=== POLECENIE ===
Zredaguj fragment tekstu o meczu Narwi Ostrołęka, zaczynając od słów "Prawdziwe Święto Futbolu!" i kończąc na słowach "historii tylu widzów!", z zamianą "widzów" na "kibiców".

=== DOKUMENT ===
Prawdziwe Święto Futbolu!
Piłkarze Narwi Ostrołęka przy licznie zgromadzonej publiczności (ponad 750 widzów na B-klasie!) pokonali GKS Andrzejewo 4-0, w pierwszym meczu po powrocie do ligi. Jak opowiadali byli zawodnicy Narwi, stadion w Wojciechowicach nie widział w swojej historii tylu widzów!
Spotkanie to okazało się – jak powtarzało wiele osób – sportowym wydarzeniem roku, a nawet kilku ostatnich lat. Trybuny pełne, służby mundurowe postawione na baczność, bo aby dopingować Narew przyjechały ekipy kibiców z Hutnika Warszawa, oraz Legioniści z Ciechanowa. W przerwie prezentacja drużyny APN Narew Ostrołęka, grającej w Ekstralidze (trener Mariusz Sadłowski bardzo dziękuje za ciepłe przyjęcie i brawa dla zawodników!). Do tego trzej Niemcy, którzy w internecie dowiedzieli się o ciekawie zapowiadającym się spotkaniu w polskiej… ósmej lidze i przyjechali. Przybyła też z pięknym prezentem reprezentacja ostrołęckiego Starostwa Powiatowego. Byli goście z Warszawy, Suwałk, Białegostoku, dawni piłkarze, trenerzy i działacze Narwi.

Pozycje konturów oznaczonych obszarów

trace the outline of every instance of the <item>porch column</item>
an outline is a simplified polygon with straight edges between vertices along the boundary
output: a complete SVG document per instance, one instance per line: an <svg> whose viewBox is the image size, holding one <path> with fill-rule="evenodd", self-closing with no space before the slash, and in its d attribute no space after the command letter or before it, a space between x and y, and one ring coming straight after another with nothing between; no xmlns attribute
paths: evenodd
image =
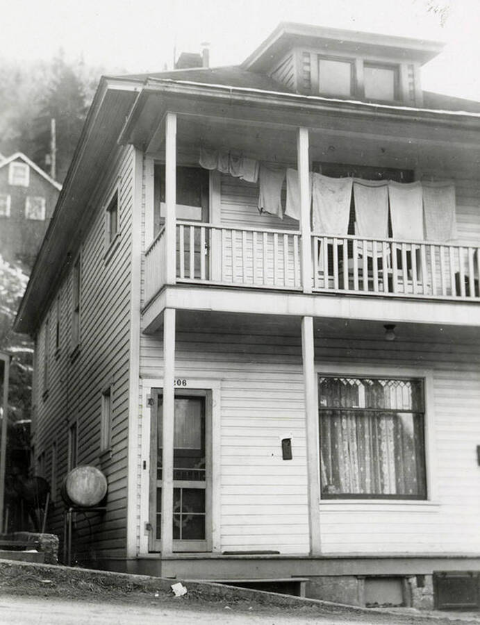
<svg viewBox="0 0 480 625"><path fill-rule="evenodd" d="M304 365L305 393L305 435L306 438L306 466L308 481L308 526L310 553L320 553L320 497L318 453L318 406L317 376L315 372L313 317L301 319L301 356Z"/></svg>
<svg viewBox="0 0 480 625"><path fill-rule="evenodd" d="M312 292L312 237L310 225L310 172L308 128L299 128L297 133L297 161L300 191L300 232L301 233L301 283L304 293Z"/></svg>
<svg viewBox="0 0 480 625"><path fill-rule="evenodd" d="M176 115L165 115L165 276L167 284L176 278Z"/></svg>
<svg viewBox="0 0 480 625"><path fill-rule="evenodd" d="M173 552L175 309L163 311L163 423L162 430L162 555Z"/></svg>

=== ODPOWIEDŹ ===
Prawdziwe Święto Futbolu!
Piłkarze Narwi Ostrołęka przy licznie zgromadzonej publiczności (ponad 750 kibiców na B-klasie!) pokonali GKS Andrzejewo 4-0, w pierwszym meczu po powrocie do ligi. Jak opowiadali byli zawodnicy Narwi, stadion w Wojciechowicach nie widział w swojej historii tylu kibiców!